▶ [PASSAGE TO READ]
## begin

Regarding your post "Questions In The Aftermath of the Bank Rescue" and how this massive bailout will affect the dollar and US credit worthiness, I thought this chart would come in handy. Please notice how the dollar doubled (!) in a mere four years as banks were deregulated, allowed to own positions in real estate and allowed access to funds from the FED and how the dollar retraced the whole upward move in about the same time, effectively halving its value.

What both troubles and perplexes me is that except for a surge in the last couple of months, this time the dollar had already been steadily losing value over the last six years, so how low could/would/should it go? Honestly I'm at a loss here and still don't understand that it hasn't tanked already.

Incidentally, as a historical note (disclosure: no political position) it was George Bush Sr. who created the Resolution Trust Corporation in 1989, basically putting the slide in the dollar to a halt. W's brothers Neil and Jeb were involved with the S&L scandal, playing different roles. Neil settled out of court and his bank and Jeb were bailed out.

Two George (W) Bush's, two wars in Iraq, two wars in Afghanistan (on different sides) and two massive financial bailouts. Not to mention the Berlin Wall falling under Bush Sr.'s watch vs. Russia "invading" Georgia under Jr's watch. Reality surpasses fiction. (Speaking of coincidences, I was a exchange student in the US during both Bush's administrations,).

Further commentary or elaboration on the topic of your post would be greatly appreciated.

Best trading,


Mark said...

The dollar and the creditworthiness of the U.S. are interesting questions in the aftermath of the Bank Rescue. The extra 100's of billions of dollars are not going to come from the American taxpayer or from selling more bonds (who will buy them?) so following the precedent of similar "impossible" situations I agree that it's likely to be printed - leading to higher inflation and a lower dollar. All Americans would then pay the price through the loss of value of their earnings and savings.

## end

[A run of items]
## begin

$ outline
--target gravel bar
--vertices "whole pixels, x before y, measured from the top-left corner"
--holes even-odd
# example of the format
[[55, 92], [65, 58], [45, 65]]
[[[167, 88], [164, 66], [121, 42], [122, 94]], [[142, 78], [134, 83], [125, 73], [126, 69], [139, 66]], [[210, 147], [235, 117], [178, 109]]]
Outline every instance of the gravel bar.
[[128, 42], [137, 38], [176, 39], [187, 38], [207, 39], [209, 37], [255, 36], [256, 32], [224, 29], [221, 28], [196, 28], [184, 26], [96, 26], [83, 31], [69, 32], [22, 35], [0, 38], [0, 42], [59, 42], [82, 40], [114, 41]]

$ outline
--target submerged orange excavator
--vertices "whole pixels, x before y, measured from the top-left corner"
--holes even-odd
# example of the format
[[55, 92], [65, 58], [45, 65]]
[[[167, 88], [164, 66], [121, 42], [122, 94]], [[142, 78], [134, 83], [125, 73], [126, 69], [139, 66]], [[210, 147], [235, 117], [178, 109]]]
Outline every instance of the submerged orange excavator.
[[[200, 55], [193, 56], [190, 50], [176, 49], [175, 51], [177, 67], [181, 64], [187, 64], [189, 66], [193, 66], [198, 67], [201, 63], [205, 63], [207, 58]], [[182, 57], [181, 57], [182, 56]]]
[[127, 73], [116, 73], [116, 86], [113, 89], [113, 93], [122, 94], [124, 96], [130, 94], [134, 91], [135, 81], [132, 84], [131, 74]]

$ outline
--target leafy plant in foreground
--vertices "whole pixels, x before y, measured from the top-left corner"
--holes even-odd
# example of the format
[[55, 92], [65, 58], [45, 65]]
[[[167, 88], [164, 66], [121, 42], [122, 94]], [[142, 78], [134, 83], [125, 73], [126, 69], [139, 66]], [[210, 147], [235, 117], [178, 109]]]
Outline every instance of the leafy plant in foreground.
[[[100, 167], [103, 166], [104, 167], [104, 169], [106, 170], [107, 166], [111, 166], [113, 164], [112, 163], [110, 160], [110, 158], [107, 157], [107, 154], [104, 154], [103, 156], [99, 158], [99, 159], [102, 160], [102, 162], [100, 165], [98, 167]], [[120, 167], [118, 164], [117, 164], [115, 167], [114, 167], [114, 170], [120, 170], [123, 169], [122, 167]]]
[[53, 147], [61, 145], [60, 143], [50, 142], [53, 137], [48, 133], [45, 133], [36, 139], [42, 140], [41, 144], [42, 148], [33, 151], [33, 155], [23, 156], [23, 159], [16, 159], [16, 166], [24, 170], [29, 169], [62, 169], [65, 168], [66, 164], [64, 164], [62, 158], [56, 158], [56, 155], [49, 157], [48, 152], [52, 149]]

## end

▶ [EXERCISE TASK 1] According to the passage about the dollar after the bank rescue, who created the Resolution Trust Corporation, and in what year?
▶ [EXERCISE TASK 2] Write a continuation of the passage about the dollar after the bank rescue, picking up after its final sentence.

▶ [RESPONSE 1] George Bush Sr. created it, in 1989.

▶ [RESPONSE 2]
Club STC said...

Hi Brett

In solving the 'immediate problems' the FED is is creating insoluble(?) for the near future.

Since mid-August 2006, the US M3 has grown from 9% to 17% in March 2008. In August 2008, it was estimated at 14&.

All this without taking into consideration the billions to be spend on Freddie and Fannie, AIG and the latest efforts 'to save the US & world economy'.

It takes about 18 months for the M3 excess to be reflected in the CPI figures.

Right on cue, the June figures were the greatest increase in 26 years, the July numbers higher than expected and the August numbers in line with expectations. If you look at a chart of the CPI (headline and core), you'll see a steady uptrend.

Next year, with the elections out of the way, we can expect the CPI to rise exponentially as the effects of the earlier M3 increases are reflected in the inflation numbers.

What will the FED do then? Unless it wants wheelbarrows of money in the streets, it WILL raise rates at a time when the US economy is fragile.

The first quarter of next year, the US$ to resume its downtrend, and the bear market in stocks to begin with a vengeance. That's my call.

Unfortunately the excesses of US the FED will affect the rest of the world. So we are all in for a tough time over the next two to four years.

Keith Shepard said...

Wither the US taxpayer: a 1 trillion dollar war and a 1 trillion dollar bailout of the rich.

Brett Steenbarger, Ph.D. said...

Great comments, and I'm certainly also concerned for the dollar and the federal budget deficit. I find it interesting, however, that very few people are asking the question of what happens if the Treasury buys the bank bonds and makes a killing on them? That would be dollar positive, setting up a massive unwind of strength in gold, euro, etc. I like to play with "What if" scenarios to stay flexible in my thinking, even as I build hedges and protections from tail risk...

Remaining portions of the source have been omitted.